Recopiez à l'identique les lignes ci-dessous, de la première jusqu'à celle qui contient "x=13, y=139", ces deux bornes incluses.

• [JEU DE DONNÉES]
· · · · · · ·

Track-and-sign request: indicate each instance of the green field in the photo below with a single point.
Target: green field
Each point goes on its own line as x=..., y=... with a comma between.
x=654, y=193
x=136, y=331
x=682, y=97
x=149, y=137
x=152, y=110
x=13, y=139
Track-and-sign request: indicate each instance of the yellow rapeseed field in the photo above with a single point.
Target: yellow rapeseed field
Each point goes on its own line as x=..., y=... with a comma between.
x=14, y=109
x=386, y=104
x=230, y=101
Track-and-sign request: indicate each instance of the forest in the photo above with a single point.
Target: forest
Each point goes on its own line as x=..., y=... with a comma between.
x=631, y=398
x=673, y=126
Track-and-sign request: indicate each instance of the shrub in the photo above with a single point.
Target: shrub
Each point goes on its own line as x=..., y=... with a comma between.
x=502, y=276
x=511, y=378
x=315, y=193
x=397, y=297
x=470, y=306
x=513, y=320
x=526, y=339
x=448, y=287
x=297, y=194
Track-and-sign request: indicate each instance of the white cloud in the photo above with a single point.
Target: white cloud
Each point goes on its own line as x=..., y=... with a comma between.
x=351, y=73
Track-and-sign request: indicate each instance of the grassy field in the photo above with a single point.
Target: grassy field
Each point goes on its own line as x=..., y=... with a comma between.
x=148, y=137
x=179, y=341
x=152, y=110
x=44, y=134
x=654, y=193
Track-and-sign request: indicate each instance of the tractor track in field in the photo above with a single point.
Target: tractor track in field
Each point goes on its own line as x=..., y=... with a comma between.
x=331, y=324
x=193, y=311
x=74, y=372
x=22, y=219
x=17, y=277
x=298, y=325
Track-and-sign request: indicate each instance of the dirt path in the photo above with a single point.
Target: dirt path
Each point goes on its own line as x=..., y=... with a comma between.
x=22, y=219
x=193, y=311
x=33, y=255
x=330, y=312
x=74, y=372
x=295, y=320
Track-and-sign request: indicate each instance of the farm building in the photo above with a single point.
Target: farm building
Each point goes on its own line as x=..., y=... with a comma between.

· · · · · · ·

• [RÉSULTAT DE L'EXERCICE]
Track-and-sign request: indicate each instance of the green field in the photo below with a single point.
Target: green field
Each point goes on its own line as x=..., y=... with a comma between.
x=654, y=193
x=136, y=331
x=682, y=97
x=149, y=137
x=152, y=110
x=13, y=139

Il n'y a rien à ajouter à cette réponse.